_Problem details_
Quote the following lines verbatim, reproducing every character as it appears.

_Annotation dataset lines_
Start
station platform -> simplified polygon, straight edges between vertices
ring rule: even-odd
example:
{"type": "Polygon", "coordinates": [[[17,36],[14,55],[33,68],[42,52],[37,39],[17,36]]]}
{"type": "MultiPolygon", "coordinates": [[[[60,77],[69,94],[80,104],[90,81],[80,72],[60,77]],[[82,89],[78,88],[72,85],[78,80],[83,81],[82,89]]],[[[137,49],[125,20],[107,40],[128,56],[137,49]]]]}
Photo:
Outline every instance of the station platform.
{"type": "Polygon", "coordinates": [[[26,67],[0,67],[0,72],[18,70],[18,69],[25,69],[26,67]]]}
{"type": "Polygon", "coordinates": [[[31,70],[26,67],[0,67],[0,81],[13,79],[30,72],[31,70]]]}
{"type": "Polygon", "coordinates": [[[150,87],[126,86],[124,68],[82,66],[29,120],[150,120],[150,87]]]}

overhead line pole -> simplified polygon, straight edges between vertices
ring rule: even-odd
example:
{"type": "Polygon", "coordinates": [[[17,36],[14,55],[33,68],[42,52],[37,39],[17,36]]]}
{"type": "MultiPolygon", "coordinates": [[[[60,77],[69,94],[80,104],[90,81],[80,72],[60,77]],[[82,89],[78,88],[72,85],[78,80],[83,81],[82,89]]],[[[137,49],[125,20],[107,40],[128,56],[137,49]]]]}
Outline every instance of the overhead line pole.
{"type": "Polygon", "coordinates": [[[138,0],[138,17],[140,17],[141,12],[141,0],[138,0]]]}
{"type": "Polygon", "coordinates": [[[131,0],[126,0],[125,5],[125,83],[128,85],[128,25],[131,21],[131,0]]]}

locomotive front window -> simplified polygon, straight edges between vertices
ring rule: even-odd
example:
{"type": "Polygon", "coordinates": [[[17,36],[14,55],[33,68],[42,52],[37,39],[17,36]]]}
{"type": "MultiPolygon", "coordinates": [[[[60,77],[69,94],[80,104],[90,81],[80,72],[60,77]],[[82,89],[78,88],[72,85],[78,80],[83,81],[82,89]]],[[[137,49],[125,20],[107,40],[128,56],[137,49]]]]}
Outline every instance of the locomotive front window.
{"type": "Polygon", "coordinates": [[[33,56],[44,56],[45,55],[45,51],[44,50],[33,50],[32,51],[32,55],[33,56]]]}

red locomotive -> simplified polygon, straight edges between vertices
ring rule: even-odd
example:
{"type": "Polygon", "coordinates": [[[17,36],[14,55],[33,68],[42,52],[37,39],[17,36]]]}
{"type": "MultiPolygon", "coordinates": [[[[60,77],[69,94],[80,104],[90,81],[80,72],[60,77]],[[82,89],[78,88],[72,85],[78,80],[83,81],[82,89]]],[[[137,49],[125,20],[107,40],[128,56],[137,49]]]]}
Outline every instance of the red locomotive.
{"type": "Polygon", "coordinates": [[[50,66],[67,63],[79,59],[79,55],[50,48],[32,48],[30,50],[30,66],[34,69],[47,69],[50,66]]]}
End
_Solution to the exercise_
station platform -> simplified polygon, straight edges between vertices
ring rule: even-odd
example:
{"type": "Polygon", "coordinates": [[[17,36],[14,55],[33,68],[42,52],[37,39],[17,36]]]}
{"type": "MultiPolygon", "coordinates": [[[[60,77],[69,94],[80,104],[90,81],[80,72],[60,77]],[[82,89],[78,88],[72,85],[78,80],[83,81],[82,89]]],[[[137,49],[125,20],[107,40],[128,56],[137,49]]]]}
Photo:
Outline every instance of the station platform.
{"type": "Polygon", "coordinates": [[[26,67],[0,67],[0,72],[18,70],[18,69],[25,69],[26,67]]]}
{"type": "Polygon", "coordinates": [[[31,70],[26,67],[0,67],[0,81],[13,79],[30,72],[31,70]]]}
{"type": "Polygon", "coordinates": [[[150,87],[126,86],[124,68],[82,66],[29,120],[150,120],[150,87]]]}

overhead line pole -> simplified polygon, straight edges between vertices
ring rule: even-odd
example:
{"type": "Polygon", "coordinates": [[[17,36],[14,55],[33,68],[42,52],[37,39],[17,36]]]}
{"type": "MultiPolygon", "coordinates": [[[[60,77],[69,94],[80,104],[90,81],[80,72],[60,77]],[[82,89],[78,88],[72,85],[78,80],[83,81],[82,89]]],[[[137,49],[125,20],[107,40],[128,56],[137,49]]]]}
Outline every instance of the overhead line pole.
{"type": "Polygon", "coordinates": [[[138,0],[138,17],[140,17],[141,12],[141,0],[138,0]]]}
{"type": "Polygon", "coordinates": [[[131,0],[126,0],[125,5],[125,83],[128,85],[128,25],[131,21],[131,0]]]}

locomotive front window -> simplified polygon, straight edges between vertices
ring rule: even-odd
example:
{"type": "Polygon", "coordinates": [[[17,36],[14,55],[33,68],[42,52],[37,39],[17,36]]]}
{"type": "MultiPolygon", "coordinates": [[[[60,77],[69,94],[80,104],[90,81],[80,72],[60,77]],[[82,89],[78,88],[72,85],[78,80],[83,81],[82,89]]],[[[137,49],[125,20],[107,40],[128,56],[137,49]]]]}
Outline every instance of the locomotive front window.
{"type": "Polygon", "coordinates": [[[33,56],[44,56],[45,55],[45,51],[44,50],[33,50],[32,51],[32,55],[33,56]]]}

red locomotive -> simplified polygon, straight edges between vertices
ring rule: even-odd
example:
{"type": "Polygon", "coordinates": [[[17,36],[14,55],[33,68],[42,52],[37,39],[17,36]]]}
{"type": "MultiPolygon", "coordinates": [[[[60,77],[69,94],[80,104],[90,81],[80,72],[60,77]],[[82,89],[78,88],[72,85],[78,80],[83,81],[82,89]]],[[[137,49],[125,20],[107,40],[128,56],[137,49]]]]}
Outline every instance of the red locomotive.
{"type": "Polygon", "coordinates": [[[50,66],[67,63],[79,59],[79,55],[50,48],[32,48],[30,50],[30,66],[34,69],[47,69],[50,66]]]}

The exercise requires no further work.